- [WHAT YOU HAVE TO DO] Can you extract, word for word, the part of the collision resistance text below that runs from "Formal definitions of" up to and including "is available online."?

- [SUPPLIED TEXT]

Collision resistance is hard to define

The concept of a hash function collision is simple and clear enough: it is a pair of distinct elements of the domain of the hash function that have the same image. The concept of collision resistance, on the other hand, is difficult to define. The reason for this, as explained for example by Katz and Lindell in their Introduction to Modern Cryptography (Chapman & Hall/CRC, 2nd edition, 2014, bottom of page 155), is that collisions exist, and for any collision there exists a trivial algorithm that hardcodes the collision and outputs it in constant time.

An informal definition of collision resistance is given by Menezes, van Oorschot and Vanstone in their Handbook of Applied Cryptography (CRC Press, 1997, Section 9.2.2, page 324), where a hash function is said to be collision resistant if it is “computationally infeasible” to find a collision. This definition has the problem that, by any definition of computational feasibility, it is feasible for an algorithm that hardcodes any of the existing collisions to output the collision.

Formal definitions of collision resistance in an asymptotic security setting, such as Definition 5.2 in Katz and Lindell's book, evade the difficulty by defining a hash function, as in their Definition 5.1, as a function that takes as input a key whose length grows with the security parameter in addition to the bit string to be hashed. Besides being applicable to keyed hash functions such as HMAC-SHA256 rather than to keyless hash functions such as SHA256, such definitions have the problem that they require a keyed hash function to accept keys of unbounded length, which is something that cannot be implemented in practice.

In the technical report we use instead a formal definition based on the system parameterization concept that Boneh and Shoup introduce in their Graduate Course in Applied Cryptography, a draft of which is available online.

Boneh and Shoup's System Parameterization

When cryptographic security is specified “asymptotically”, a cryptographic scheme is defined to be secure if an adversary has a “negligible probability” of breaching a security property specified by the definition. This requires a “security parameter”, so that a negligible probability can be defined as a probability that is a negligible function of the security parameter, i.e. a function that goes to zero faster than any polynomial function when the security parameter goes to infinity.

But it also requires a probability space. In a traditional asymptotic security setting the randomness of the probability space is inherent in the cryptographic scheme. Typically, a probabilistic algorithm is used to generate a parameter of the scheme, such as a cryptographic key, which is thus a random variable. For example, in their textbook, Katz and Lindell define an encryption scheme (Definition 3.7, page 52) as a triple of algorithms (Gen,Enc,Dec), where Gen is a probabilistic algorithm that takes as input the security parameter and outputs a random encryption key. This does not work, however, if the cryptographic scheme does not have a key that may be chosen at random or other inherent randomness.

- [DATA ENTRIES]
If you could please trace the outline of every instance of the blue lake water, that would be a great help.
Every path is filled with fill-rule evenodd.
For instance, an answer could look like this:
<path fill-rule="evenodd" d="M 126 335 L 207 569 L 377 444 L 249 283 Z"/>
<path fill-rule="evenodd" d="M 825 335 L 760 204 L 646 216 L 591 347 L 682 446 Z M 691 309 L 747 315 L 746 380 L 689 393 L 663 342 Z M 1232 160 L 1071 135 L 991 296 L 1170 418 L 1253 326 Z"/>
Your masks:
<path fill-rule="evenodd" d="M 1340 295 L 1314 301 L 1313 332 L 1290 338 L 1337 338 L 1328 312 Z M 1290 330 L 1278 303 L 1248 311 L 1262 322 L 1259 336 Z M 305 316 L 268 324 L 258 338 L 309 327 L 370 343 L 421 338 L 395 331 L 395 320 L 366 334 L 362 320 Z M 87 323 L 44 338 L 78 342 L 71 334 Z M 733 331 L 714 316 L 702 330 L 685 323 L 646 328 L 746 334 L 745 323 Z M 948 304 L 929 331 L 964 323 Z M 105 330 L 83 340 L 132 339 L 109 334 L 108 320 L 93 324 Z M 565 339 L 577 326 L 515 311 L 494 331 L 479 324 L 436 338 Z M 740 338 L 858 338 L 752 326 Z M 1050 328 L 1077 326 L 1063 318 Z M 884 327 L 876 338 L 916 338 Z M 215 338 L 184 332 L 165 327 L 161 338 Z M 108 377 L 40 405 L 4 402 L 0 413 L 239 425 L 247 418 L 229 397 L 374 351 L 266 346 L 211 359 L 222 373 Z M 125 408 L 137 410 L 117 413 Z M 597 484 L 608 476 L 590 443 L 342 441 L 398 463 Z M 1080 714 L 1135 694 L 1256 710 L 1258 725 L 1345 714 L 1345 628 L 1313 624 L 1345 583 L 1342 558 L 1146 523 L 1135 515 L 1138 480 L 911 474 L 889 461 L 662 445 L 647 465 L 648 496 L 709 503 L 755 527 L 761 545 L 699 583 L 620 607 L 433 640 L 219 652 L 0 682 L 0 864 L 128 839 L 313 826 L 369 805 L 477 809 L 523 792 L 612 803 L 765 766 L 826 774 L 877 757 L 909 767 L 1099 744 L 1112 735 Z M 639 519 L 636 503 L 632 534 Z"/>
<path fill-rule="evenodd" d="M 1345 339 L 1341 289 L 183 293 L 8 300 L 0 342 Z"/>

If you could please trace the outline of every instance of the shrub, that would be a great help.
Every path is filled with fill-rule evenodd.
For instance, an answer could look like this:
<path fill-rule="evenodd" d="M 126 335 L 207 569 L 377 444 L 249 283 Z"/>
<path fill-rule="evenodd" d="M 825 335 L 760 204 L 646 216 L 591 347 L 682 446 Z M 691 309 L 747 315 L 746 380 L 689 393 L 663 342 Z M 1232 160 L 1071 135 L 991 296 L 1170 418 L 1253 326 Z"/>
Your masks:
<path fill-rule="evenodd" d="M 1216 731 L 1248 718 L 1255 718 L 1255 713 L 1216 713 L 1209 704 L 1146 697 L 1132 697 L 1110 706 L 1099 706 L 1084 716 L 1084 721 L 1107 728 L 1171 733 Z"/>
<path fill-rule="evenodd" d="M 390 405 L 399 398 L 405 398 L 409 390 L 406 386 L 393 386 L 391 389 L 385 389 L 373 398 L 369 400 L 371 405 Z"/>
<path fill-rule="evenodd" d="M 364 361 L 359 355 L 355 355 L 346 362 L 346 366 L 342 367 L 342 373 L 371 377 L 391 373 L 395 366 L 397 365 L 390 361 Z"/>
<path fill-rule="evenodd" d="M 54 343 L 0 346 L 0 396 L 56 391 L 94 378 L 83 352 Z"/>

- [RESPONSE TO THE TASK]
Formal definitions of collision resistance in an asymptotic security setting, such as Definition 5.2 in Katz and Lindell's book, evade the difficulty by defining a hash function, as in their Definition 5.1, as a function that takes as input a key whose length grows with the security parameter in addition to the bit string to be hashed. Besides being applicable to keyed hash functions such as HMAC-SHA256 rather than to keyless hash functions such as SHA256, such definitions have the problem that they require a keyed hash function to accept keys of unbounded length, which is something that cannot be implemented in practice.

In the technical report we use instead a formal definition based on the system parameterization concept that Boneh and Shoup introduce in their Graduate Course in Applied Cryptography, a draft of which is available online.